====== Input data

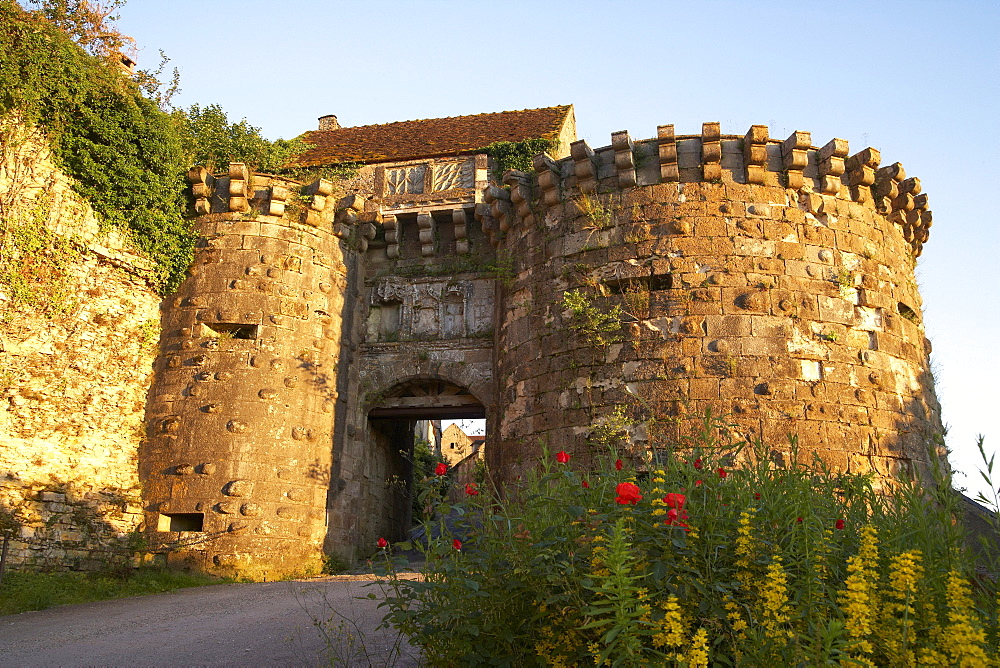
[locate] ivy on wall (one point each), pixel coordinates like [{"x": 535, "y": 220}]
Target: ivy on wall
[
  {"x": 122, "y": 151},
  {"x": 517, "y": 155}
]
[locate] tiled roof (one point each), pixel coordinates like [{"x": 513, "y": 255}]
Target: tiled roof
[{"x": 428, "y": 138}]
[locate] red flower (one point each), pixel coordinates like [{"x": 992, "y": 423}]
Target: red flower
[
  {"x": 674, "y": 500},
  {"x": 627, "y": 493},
  {"x": 676, "y": 518}
]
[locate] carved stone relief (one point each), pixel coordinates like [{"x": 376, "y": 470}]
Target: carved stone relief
[
  {"x": 429, "y": 310},
  {"x": 405, "y": 180},
  {"x": 451, "y": 175}
]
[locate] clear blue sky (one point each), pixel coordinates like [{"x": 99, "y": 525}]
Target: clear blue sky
[{"x": 918, "y": 80}]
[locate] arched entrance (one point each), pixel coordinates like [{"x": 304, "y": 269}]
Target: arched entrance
[{"x": 392, "y": 423}]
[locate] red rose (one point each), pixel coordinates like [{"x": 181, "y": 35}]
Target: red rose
[
  {"x": 627, "y": 493},
  {"x": 676, "y": 518},
  {"x": 674, "y": 500}
]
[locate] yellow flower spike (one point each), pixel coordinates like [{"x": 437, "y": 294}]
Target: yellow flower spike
[
  {"x": 963, "y": 638},
  {"x": 672, "y": 630},
  {"x": 858, "y": 599},
  {"x": 774, "y": 598},
  {"x": 698, "y": 656}
]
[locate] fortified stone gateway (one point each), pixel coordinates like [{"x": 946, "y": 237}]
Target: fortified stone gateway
[{"x": 770, "y": 280}]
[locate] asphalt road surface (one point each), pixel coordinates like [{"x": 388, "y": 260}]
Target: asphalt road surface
[{"x": 297, "y": 623}]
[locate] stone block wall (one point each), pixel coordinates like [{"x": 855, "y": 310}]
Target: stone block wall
[
  {"x": 770, "y": 281},
  {"x": 75, "y": 363},
  {"x": 240, "y": 418}
]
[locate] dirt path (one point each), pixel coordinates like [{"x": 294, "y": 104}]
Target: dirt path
[{"x": 264, "y": 624}]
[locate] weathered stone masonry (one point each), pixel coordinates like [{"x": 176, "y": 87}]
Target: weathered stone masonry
[{"x": 770, "y": 280}]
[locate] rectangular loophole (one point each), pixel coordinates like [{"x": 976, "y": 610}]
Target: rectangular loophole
[
  {"x": 181, "y": 522},
  {"x": 652, "y": 283},
  {"x": 232, "y": 330}
]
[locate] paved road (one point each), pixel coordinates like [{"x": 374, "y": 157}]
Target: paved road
[{"x": 297, "y": 623}]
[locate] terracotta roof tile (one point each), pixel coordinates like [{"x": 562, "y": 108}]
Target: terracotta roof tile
[{"x": 427, "y": 138}]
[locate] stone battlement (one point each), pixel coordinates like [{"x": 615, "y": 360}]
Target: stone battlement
[
  {"x": 753, "y": 159},
  {"x": 770, "y": 281}
]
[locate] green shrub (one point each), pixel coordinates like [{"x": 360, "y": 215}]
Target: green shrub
[{"x": 697, "y": 564}]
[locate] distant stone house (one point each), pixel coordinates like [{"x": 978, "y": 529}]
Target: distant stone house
[{"x": 456, "y": 445}]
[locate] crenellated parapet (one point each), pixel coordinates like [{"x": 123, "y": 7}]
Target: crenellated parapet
[
  {"x": 793, "y": 163},
  {"x": 240, "y": 418},
  {"x": 768, "y": 280}
]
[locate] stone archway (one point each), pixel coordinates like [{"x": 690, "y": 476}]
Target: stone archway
[{"x": 390, "y": 437}]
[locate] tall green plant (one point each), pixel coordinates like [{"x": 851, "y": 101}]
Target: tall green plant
[{"x": 693, "y": 563}]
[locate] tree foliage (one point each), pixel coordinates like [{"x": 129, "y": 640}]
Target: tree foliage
[
  {"x": 114, "y": 133},
  {"x": 123, "y": 153},
  {"x": 209, "y": 139}
]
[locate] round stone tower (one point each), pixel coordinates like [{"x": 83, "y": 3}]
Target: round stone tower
[
  {"x": 769, "y": 281},
  {"x": 236, "y": 464}
]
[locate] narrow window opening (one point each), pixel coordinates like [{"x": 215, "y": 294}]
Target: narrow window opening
[
  {"x": 181, "y": 522},
  {"x": 661, "y": 282},
  {"x": 653, "y": 283},
  {"x": 906, "y": 312},
  {"x": 231, "y": 330}
]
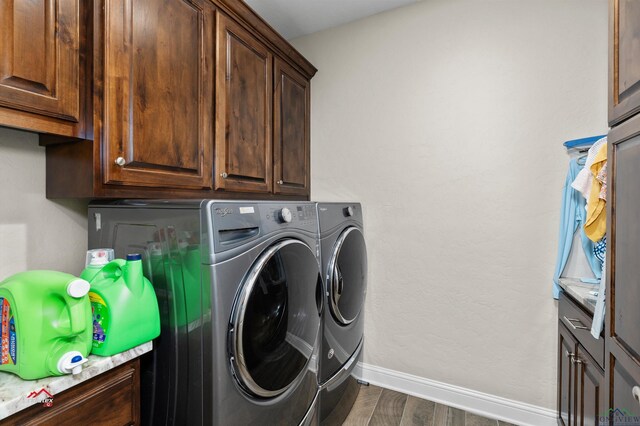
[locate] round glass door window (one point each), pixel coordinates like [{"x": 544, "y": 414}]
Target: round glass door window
[
  {"x": 347, "y": 276},
  {"x": 276, "y": 319}
]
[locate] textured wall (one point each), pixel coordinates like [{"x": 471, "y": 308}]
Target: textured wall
[
  {"x": 445, "y": 119},
  {"x": 35, "y": 233}
]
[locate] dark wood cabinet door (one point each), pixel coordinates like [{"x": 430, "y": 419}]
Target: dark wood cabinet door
[
  {"x": 623, "y": 280},
  {"x": 291, "y": 136},
  {"x": 567, "y": 346},
  {"x": 158, "y": 91},
  {"x": 624, "y": 59},
  {"x": 40, "y": 57},
  {"x": 243, "y": 155},
  {"x": 590, "y": 401},
  {"x": 623, "y": 293},
  {"x": 624, "y": 389}
]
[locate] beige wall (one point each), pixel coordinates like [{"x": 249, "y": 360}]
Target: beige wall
[
  {"x": 446, "y": 119},
  {"x": 35, "y": 233}
]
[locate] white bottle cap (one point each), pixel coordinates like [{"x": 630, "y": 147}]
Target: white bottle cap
[
  {"x": 78, "y": 288},
  {"x": 99, "y": 257},
  {"x": 71, "y": 362}
]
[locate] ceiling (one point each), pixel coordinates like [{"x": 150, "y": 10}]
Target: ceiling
[{"x": 295, "y": 18}]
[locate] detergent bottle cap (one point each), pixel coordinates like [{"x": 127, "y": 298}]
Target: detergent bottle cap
[
  {"x": 99, "y": 257},
  {"x": 78, "y": 288},
  {"x": 71, "y": 362}
]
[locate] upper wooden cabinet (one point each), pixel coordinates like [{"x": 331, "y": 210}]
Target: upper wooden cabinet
[
  {"x": 243, "y": 110},
  {"x": 157, "y": 115},
  {"x": 624, "y": 60},
  {"x": 40, "y": 65},
  {"x": 163, "y": 98},
  {"x": 291, "y": 134}
]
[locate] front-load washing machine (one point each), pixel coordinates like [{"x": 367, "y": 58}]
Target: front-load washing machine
[
  {"x": 343, "y": 257},
  {"x": 240, "y": 295}
]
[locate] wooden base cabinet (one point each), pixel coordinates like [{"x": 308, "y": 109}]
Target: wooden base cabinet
[
  {"x": 623, "y": 285},
  {"x": 112, "y": 398},
  {"x": 581, "y": 396}
]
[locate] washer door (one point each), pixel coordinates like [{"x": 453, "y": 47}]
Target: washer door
[
  {"x": 276, "y": 319},
  {"x": 347, "y": 276}
]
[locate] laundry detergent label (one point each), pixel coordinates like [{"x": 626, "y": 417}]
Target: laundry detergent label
[
  {"x": 9, "y": 351},
  {"x": 101, "y": 319}
]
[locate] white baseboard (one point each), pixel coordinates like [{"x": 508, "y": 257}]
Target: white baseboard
[{"x": 483, "y": 404}]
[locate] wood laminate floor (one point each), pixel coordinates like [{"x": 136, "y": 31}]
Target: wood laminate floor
[{"x": 383, "y": 407}]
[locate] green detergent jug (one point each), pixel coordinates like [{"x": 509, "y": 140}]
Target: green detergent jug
[
  {"x": 46, "y": 324},
  {"x": 123, "y": 304}
]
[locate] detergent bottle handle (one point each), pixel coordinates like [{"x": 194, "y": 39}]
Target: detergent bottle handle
[
  {"x": 113, "y": 269},
  {"x": 77, "y": 317}
]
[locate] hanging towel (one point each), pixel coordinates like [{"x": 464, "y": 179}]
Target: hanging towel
[
  {"x": 572, "y": 218},
  {"x": 596, "y": 224},
  {"x": 584, "y": 179},
  {"x": 598, "y": 312}
]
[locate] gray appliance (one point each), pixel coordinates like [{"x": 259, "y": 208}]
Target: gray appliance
[
  {"x": 240, "y": 297},
  {"x": 343, "y": 257}
]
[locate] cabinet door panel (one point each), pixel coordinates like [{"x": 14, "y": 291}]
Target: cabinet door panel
[
  {"x": 625, "y": 228},
  {"x": 243, "y": 110},
  {"x": 39, "y": 57},
  {"x": 566, "y": 347},
  {"x": 291, "y": 131},
  {"x": 625, "y": 376},
  {"x": 624, "y": 58},
  {"x": 590, "y": 395},
  {"x": 158, "y": 91}
]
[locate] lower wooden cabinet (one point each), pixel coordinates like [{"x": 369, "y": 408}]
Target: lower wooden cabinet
[
  {"x": 112, "y": 398},
  {"x": 623, "y": 243},
  {"x": 581, "y": 396}
]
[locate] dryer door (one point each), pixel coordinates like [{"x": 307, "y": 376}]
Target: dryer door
[
  {"x": 276, "y": 319},
  {"x": 347, "y": 276}
]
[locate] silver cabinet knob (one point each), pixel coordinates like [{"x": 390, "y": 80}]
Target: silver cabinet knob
[{"x": 635, "y": 391}]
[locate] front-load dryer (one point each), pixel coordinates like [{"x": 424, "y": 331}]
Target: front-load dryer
[
  {"x": 343, "y": 256},
  {"x": 240, "y": 297}
]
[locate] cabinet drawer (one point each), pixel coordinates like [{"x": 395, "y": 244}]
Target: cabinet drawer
[{"x": 579, "y": 324}]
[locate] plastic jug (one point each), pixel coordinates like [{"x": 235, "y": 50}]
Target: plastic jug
[
  {"x": 46, "y": 324},
  {"x": 124, "y": 306}
]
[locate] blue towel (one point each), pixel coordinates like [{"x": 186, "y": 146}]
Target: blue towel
[{"x": 572, "y": 217}]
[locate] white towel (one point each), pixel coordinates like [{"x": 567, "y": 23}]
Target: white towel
[
  {"x": 582, "y": 182},
  {"x": 598, "y": 313}
]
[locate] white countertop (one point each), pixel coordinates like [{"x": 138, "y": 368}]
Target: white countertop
[
  {"x": 581, "y": 292},
  {"x": 14, "y": 391}
]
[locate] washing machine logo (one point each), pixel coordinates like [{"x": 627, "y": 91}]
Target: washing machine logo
[{"x": 224, "y": 211}]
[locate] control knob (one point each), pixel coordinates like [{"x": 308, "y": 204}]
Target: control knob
[{"x": 285, "y": 215}]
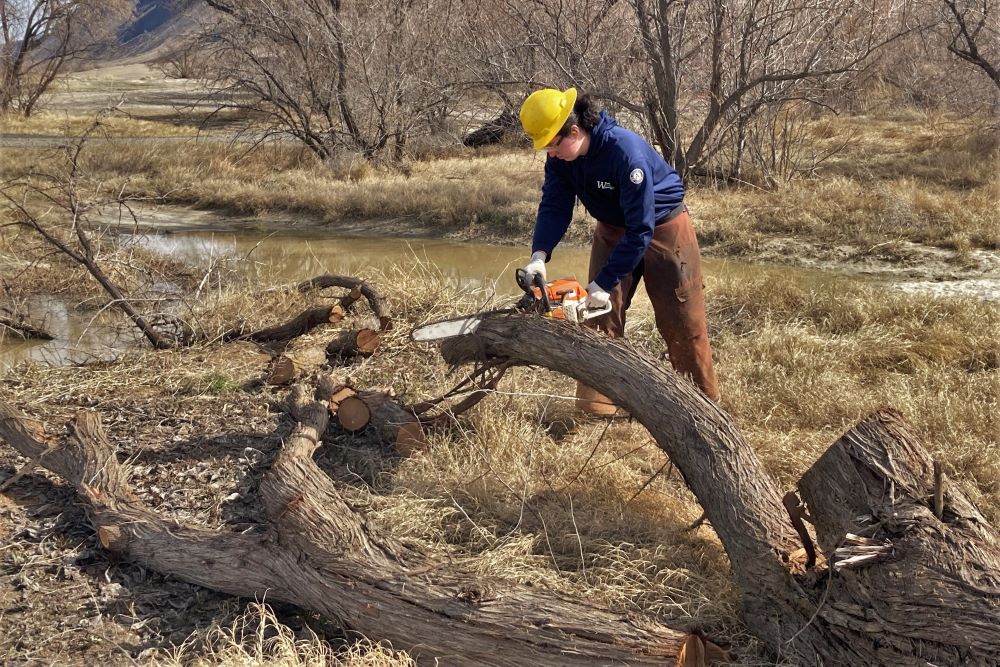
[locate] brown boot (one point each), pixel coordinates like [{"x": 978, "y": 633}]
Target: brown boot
[{"x": 593, "y": 402}]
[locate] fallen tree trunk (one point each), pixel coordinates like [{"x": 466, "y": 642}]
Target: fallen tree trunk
[
  {"x": 355, "y": 343},
  {"x": 23, "y": 330},
  {"x": 317, "y": 553},
  {"x": 872, "y": 501},
  {"x": 320, "y": 555},
  {"x": 314, "y": 317},
  {"x": 387, "y": 417},
  {"x": 837, "y": 618},
  {"x": 301, "y": 356},
  {"x": 350, "y": 283}
]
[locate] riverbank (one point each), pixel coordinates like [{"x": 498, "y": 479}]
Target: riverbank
[
  {"x": 912, "y": 196},
  {"x": 520, "y": 488},
  {"x": 798, "y": 365}
]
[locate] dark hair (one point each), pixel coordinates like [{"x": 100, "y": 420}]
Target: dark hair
[{"x": 584, "y": 114}]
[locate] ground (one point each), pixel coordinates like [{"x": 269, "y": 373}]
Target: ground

============

Starting at the line containing "[locate] dark hair" and ending at the last line of the data, write those lines out again, requests included, multiplying each x and y coordinate in the answers by 2.1 and rounding to whole numbers with halves going up. Keep the numbers in the requests and their format samples as they are.

Complete answer:
[locate] dark hair (one point each), pixel coordinates like [{"x": 100, "y": 420}]
Target: dark hair
[{"x": 1226, "y": 239}]
[locate] ground (one point each), pixel coordinates like [{"x": 269, "y": 373}]
Target: ground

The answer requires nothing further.